[Data records — start]

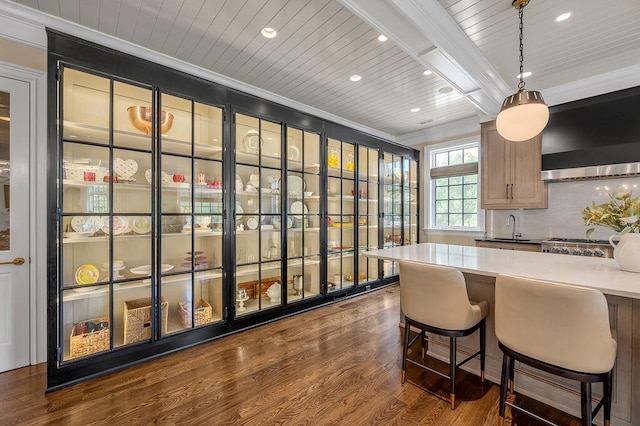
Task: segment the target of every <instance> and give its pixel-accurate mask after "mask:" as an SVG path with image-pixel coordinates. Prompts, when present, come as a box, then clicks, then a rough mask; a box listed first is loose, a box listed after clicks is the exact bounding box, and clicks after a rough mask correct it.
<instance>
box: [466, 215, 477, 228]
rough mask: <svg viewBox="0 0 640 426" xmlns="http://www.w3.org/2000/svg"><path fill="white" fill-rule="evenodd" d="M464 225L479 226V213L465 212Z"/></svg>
mask: <svg viewBox="0 0 640 426" xmlns="http://www.w3.org/2000/svg"><path fill="white" fill-rule="evenodd" d="M464 226H478V215H477V214H465V215H464Z"/></svg>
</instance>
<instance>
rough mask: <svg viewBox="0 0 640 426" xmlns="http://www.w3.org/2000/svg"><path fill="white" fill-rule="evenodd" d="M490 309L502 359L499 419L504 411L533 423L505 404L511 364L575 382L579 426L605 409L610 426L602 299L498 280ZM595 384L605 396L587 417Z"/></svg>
mask: <svg viewBox="0 0 640 426" xmlns="http://www.w3.org/2000/svg"><path fill="white" fill-rule="evenodd" d="M495 303H496V305H495V310H496V336H497V338H498V345H499V347H500V349H501V350H502V352H503V354H504V356H503V362H502V378H501V383H500V386H501V387H500V416H502V417H504V410H505V406H506V405H509V406H511V407H513V408H514V409H516V410H518V411H522V412H525V413H527V414H529V415H533V416H534V417H537V416H536V415H535V414H533V413H531V412H529V411H526V410H524V409H522V408H520V407H517V406H515V405H514V404H511V403H510V402H507V401H506V396H507V384H508V385H509V387H510V389H511V391H513V379H514V361H519V362H521V363H524V364H527V365H530V366H532V367H534V368H537V369H540V370H543V371H546V372H548V373H551V374H555V375H558V376H560V377H565V378H569V379H572V380H577V381H580V383H581V412H582V424H583V425H591V424H592V418H593V416H595V414H596V413H597V412H598V410H599V409H600V408H601V407H603V406H604V424H605V425H609V423H610V419H611V391H612V383H611V379H612V370H613V366H614V363H615V358H616V341H615V339H614V338H613V337H612V335H611V330H610V328H609V309H608V306H607V300H606V299H605V297H604V295H603V294H602V293H601V292H599V291H597V290H595V289H589V288H584V287H577V286H573V285H567V284H560V283H554V282H550V281H541V280H533V279H528V278H521V277H514V276H508V275H500V276H498V277H497V278H496V301H495ZM594 382H603V389H604V392H603V393H604V395H603V398H602V399H601V400H600V402H599V403H598V404H597V406H596V407H595V410H593V411H592V403H591V383H594Z"/></svg>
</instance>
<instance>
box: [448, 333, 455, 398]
mask: <svg viewBox="0 0 640 426" xmlns="http://www.w3.org/2000/svg"><path fill="white" fill-rule="evenodd" d="M449 343H450V345H449V369H450V373H449V377H450V378H451V392H450V393H449V399H450V400H451V409H452V410H453V409H454V408H455V405H456V338H455V337H450V338H449Z"/></svg>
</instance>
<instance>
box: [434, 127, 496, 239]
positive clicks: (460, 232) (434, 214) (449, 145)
mask: <svg viewBox="0 0 640 426" xmlns="http://www.w3.org/2000/svg"><path fill="white" fill-rule="evenodd" d="M471 145H474V146H477V147H478V226H476V227H473V228H471V227H463V226H435V225H434V224H435V212H434V209H433V208H432V206H433V205H434V199H433V198H434V196H435V194H434V193H433V187H432V179H431V165H432V163H431V156H432V154H433V153H437V152H439V151H449V150H450V149H451V148H454V147H460V148H464V147H467V146H471ZM480 158H481V157H480V135H478V136H470V137H467V138H463V139H456V140H452V141H448V142H443V143H439V144H434V145H427V146H426V148H425V151H424V164H425V165H426V166H427V167H425V172H424V188H425V190H424V194H425V197H424V212H425V216H424V217H425V219H426V220H425V228H424V229H423V230H424V231H445V232H449V231H455V232H460V233H461V234H465V235H466V234H467V233H469V234H470V233H474V232H475V233H481V234H484V231H485V220H484V213H485V212H484V209H482V208H480V189H481V188H480V187H481V185H480V170H479V169H480Z"/></svg>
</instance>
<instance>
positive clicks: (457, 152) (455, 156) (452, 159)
mask: <svg viewBox="0 0 640 426" xmlns="http://www.w3.org/2000/svg"><path fill="white" fill-rule="evenodd" d="M455 164H462V150H461V149H458V150H455V151H449V165H451V166H453V165H455Z"/></svg>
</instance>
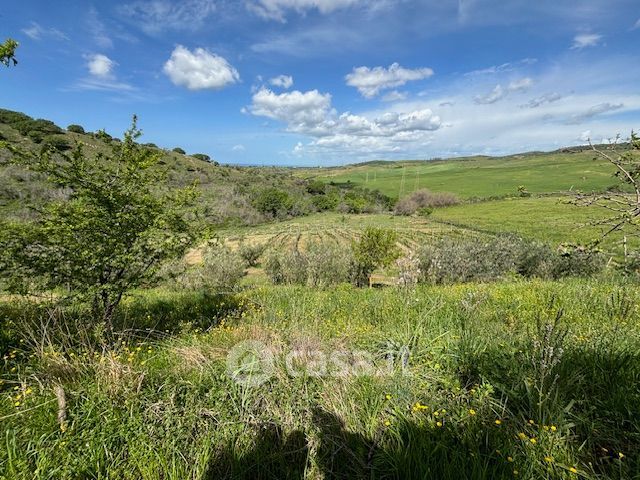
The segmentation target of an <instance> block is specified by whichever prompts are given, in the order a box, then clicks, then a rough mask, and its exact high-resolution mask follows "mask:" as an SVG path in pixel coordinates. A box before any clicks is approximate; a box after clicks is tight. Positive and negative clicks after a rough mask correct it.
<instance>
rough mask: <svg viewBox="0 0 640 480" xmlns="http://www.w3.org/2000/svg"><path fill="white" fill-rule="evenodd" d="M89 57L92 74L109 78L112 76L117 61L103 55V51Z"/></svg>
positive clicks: (89, 67) (96, 76)
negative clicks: (102, 51)
mask: <svg viewBox="0 0 640 480" xmlns="http://www.w3.org/2000/svg"><path fill="white" fill-rule="evenodd" d="M87 59H88V63H87V68H88V69H89V73H90V74H91V75H93V76H94V77H100V78H109V77H111V76H112V73H113V68H114V67H115V66H116V62H114V61H113V60H111V59H110V58H109V57H107V56H106V55H102V54H101V53H97V54H94V55H90V56H88V57H87Z"/></svg>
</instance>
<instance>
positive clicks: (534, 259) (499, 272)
mask: <svg viewBox="0 0 640 480" xmlns="http://www.w3.org/2000/svg"><path fill="white" fill-rule="evenodd" d="M602 260H603V259H602V256H601V255H600V254H599V253H598V252H595V251H593V250H589V249H586V248H584V247H576V246H564V247H562V248H561V249H559V250H557V251H555V250H553V249H552V248H551V247H550V246H549V245H546V244H543V243H540V242H528V241H524V240H522V239H520V238H518V237H514V236H511V235H506V236H498V237H494V238H490V239H486V240H480V239H464V240H460V239H446V240H443V241H441V242H440V243H439V244H437V245H433V246H427V247H425V248H423V249H422V251H421V252H420V265H421V271H422V275H421V279H422V281H425V282H427V283H435V284H447V283H464V282H478V281H480V282H483V281H491V280H497V279H500V278H501V277H504V276H505V275H509V274H518V275H522V276H524V277H540V278H553V279H557V278H562V277H567V276H589V275H593V274H595V273H597V272H599V271H600V270H601V269H602V267H603V261H602Z"/></svg>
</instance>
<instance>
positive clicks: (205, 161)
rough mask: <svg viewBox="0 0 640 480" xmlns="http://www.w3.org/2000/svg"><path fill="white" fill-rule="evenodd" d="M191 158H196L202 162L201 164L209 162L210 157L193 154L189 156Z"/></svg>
mask: <svg viewBox="0 0 640 480" xmlns="http://www.w3.org/2000/svg"><path fill="white" fill-rule="evenodd" d="M191 156H192V157H193V158H197V159H198V160H202V161H203V162H209V161H211V157H210V156H209V155H207V154H205V153H194V154H193V155H191Z"/></svg>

[Data records — finish]

Your assignment: Return all of the rows above verbatim, leaving out the pictures.

Result of the task:
Task: segment the target of every <instance> and give its pixel-accurate mask after "mask:" as an SVG path with image-pixel coordinates. Prompts, when present, come as a box, then clicks, then a rough mask; a box listed first is loose, a box listed after clicks is the exact bounding box, and clicks after a rough mask correct it.
<instance>
box: [466, 215, 477, 228]
rough mask: <svg viewBox="0 0 640 426" xmlns="http://www.w3.org/2000/svg"><path fill="white" fill-rule="evenodd" d="M464 225L479 226V213L465 212Z"/></svg>
mask: <svg viewBox="0 0 640 426" xmlns="http://www.w3.org/2000/svg"><path fill="white" fill-rule="evenodd" d="M464 226H478V215H477V214H465V215H464Z"/></svg>
</instance>
<instance>
rough mask: <svg viewBox="0 0 640 426" xmlns="http://www.w3.org/2000/svg"><path fill="white" fill-rule="evenodd" d="M490 309L502 359L499 419L504 411L533 423L505 404L511 364L575 382L579 426L605 409L610 426L602 299L498 280ZM595 384L605 396L587 417Z"/></svg>
mask: <svg viewBox="0 0 640 426" xmlns="http://www.w3.org/2000/svg"><path fill="white" fill-rule="evenodd" d="M495 303H496V305H495V310H496V336H497V338H498V345H499V347H500V349H501V350H502V352H503V354H504V356H503V362H502V378H501V383H500V386H501V387H500V416H502V417H504V410H505V406H506V405H509V406H511V407H513V408H514V409H516V410H518V411H522V412H525V413H527V414H529V415H533V416H534V417H537V416H536V415H535V414H533V413H531V412H529V411H526V410H524V409H522V408H520V407H517V406H515V405H514V404H511V403H510V402H507V401H506V396H507V384H508V385H509V387H510V389H511V391H513V379H514V361H519V362H521V363H524V364H527V365H530V366H532V367H534V368H537V369H540V370H543V371H546V372H548V373H551V374H555V375H558V376H560V377H565V378H569V379H572V380H577V381H580V383H581V412H582V424H583V425H591V424H592V418H593V416H595V414H596V413H597V412H598V410H599V409H600V408H601V407H603V406H604V424H605V425H609V423H610V419H611V391H612V383H611V379H612V370H613V366H614V363H615V358H616V341H615V339H614V338H613V337H612V335H611V330H610V328H609V309H608V306H607V300H606V299H605V297H604V295H603V294H602V293H601V292H599V291H597V290H595V289H589V288H584V287H577V286H573V285H567V284H560V283H554V282H550V281H541V280H533V279H528V278H521V277H514V276H508V275H500V276H498V277H497V278H496V301H495ZM594 382H603V389H604V392H603V393H604V395H603V398H602V399H601V400H600V402H599V403H598V404H597V406H596V407H595V410H593V411H592V403H591V383H594Z"/></svg>
</instance>
<instance>
box: [448, 333, 455, 398]
mask: <svg viewBox="0 0 640 426" xmlns="http://www.w3.org/2000/svg"><path fill="white" fill-rule="evenodd" d="M449 343H450V345H449V369H450V373H449V377H450V378H451V392H450V393H449V399H450V400H451V409H452V410H453V409H454V408H455V405H456V338H455V337H450V338H449Z"/></svg>
</instance>
<instance>
box: [434, 127, 496, 239]
positive clicks: (460, 232) (434, 214) (449, 145)
mask: <svg viewBox="0 0 640 426" xmlns="http://www.w3.org/2000/svg"><path fill="white" fill-rule="evenodd" d="M471 145H474V146H477V147H478V226H476V227H473V228H471V227H463V226H435V225H434V224H435V212H434V209H433V208H432V206H433V205H434V199H433V198H434V196H435V194H434V193H433V187H432V179H431V165H432V163H431V156H432V154H433V153H437V152H439V151H449V150H450V149H451V148H454V147H460V148H464V147H467V146H471ZM480 158H481V157H480V135H478V136H470V137H467V138H463V139H456V140H452V141H448V142H443V143H439V144H434V145H427V146H426V148H425V151H424V164H425V165H426V166H427V167H425V172H424V188H425V190H424V194H425V197H424V212H425V216H424V217H425V219H426V220H425V228H424V229H423V230H424V231H445V232H449V231H455V232H460V233H461V234H465V235H466V234H467V233H469V234H470V233H474V232H475V233H481V234H484V231H485V220H484V213H485V212H484V209H482V208H480V189H481V188H480V187H481V185H480V170H479V169H480Z"/></svg>
</instance>
<instance>
positive clicks: (457, 152) (455, 156) (452, 159)
mask: <svg viewBox="0 0 640 426" xmlns="http://www.w3.org/2000/svg"><path fill="white" fill-rule="evenodd" d="M455 164H462V150H461V149H458V150H455V151H449V165H451V166H453V165H455Z"/></svg>
</instance>
The segmentation target of an <instance> block is specified by whichever prompts are given, in the order a box, then clicks, then a rough mask, and its exact high-resolution mask follows "mask:" as an SVG path in pixel coordinates. A box before any clicks is approximate; a box after clicks is tight. Positive and negative clicks after a rough mask correct it.
<instance>
rough mask: <svg viewBox="0 0 640 480" xmlns="http://www.w3.org/2000/svg"><path fill="white" fill-rule="evenodd" d="M89 57L92 74L109 78L112 76L117 61L103 55V51Z"/></svg>
positive clicks: (89, 67) (96, 76)
negative clicks: (102, 51)
mask: <svg viewBox="0 0 640 480" xmlns="http://www.w3.org/2000/svg"><path fill="white" fill-rule="evenodd" d="M87 59H88V63H87V68H88V69H89V73H90V74H91V75H93V76H94V77H100V78H109V77H111V76H112V73H113V68H114V67H115V66H116V62H114V61H113V60H111V59H110V58H109V57H107V56H106V55H102V54H101V53H97V54H94V55H90V56H88V57H87Z"/></svg>
</instance>
<instance>
positive clicks: (534, 259) (499, 272)
mask: <svg viewBox="0 0 640 480" xmlns="http://www.w3.org/2000/svg"><path fill="white" fill-rule="evenodd" d="M602 260H603V259H602V256H601V255H600V254H599V253H598V252H595V251H593V250H589V249H586V248H584V247H576V246H564V247H562V248H561V249H559V250H557V251H555V250H553V249H552V248H551V247H550V246H549V245H546V244H543V243H540V242H528V241H524V240H522V239H520V238H518V237H514V236H511V235H506V236H498V237H494V238H490V239H486V240H480V239H464V240H460V239H446V240H443V241H441V242H440V243H439V244H437V245H433V246H427V247H425V248H423V249H422V251H421V252H420V265H421V271H422V275H421V279H422V281H425V282H427V283H435V284H447V283H464V282H478V281H480V282H483V281H491V280H497V279H500V278H501V277H504V276H505V275H509V274H518V275H522V276H524V277H540V278H553V279H557V278H562V277H567V276H589V275H593V274H595V273H597V272H599V271H600V270H601V269H602V267H603V261H602Z"/></svg>
</instance>
<instance>
positive clicks: (205, 161)
rough mask: <svg viewBox="0 0 640 480" xmlns="http://www.w3.org/2000/svg"><path fill="white" fill-rule="evenodd" d="M191 158H196L202 162L201 164L209 162L210 157L193 154L189 156Z"/></svg>
mask: <svg viewBox="0 0 640 480" xmlns="http://www.w3.org/2000/svg"><path fill="white" fill-rule="evenodd" d="M191 156H192V157H193V158H197V159H198V160H202V161H203V162H209V161H211V157H210V156H209V155H207V154H205V153H194V154H193V155H191Z"/></svg>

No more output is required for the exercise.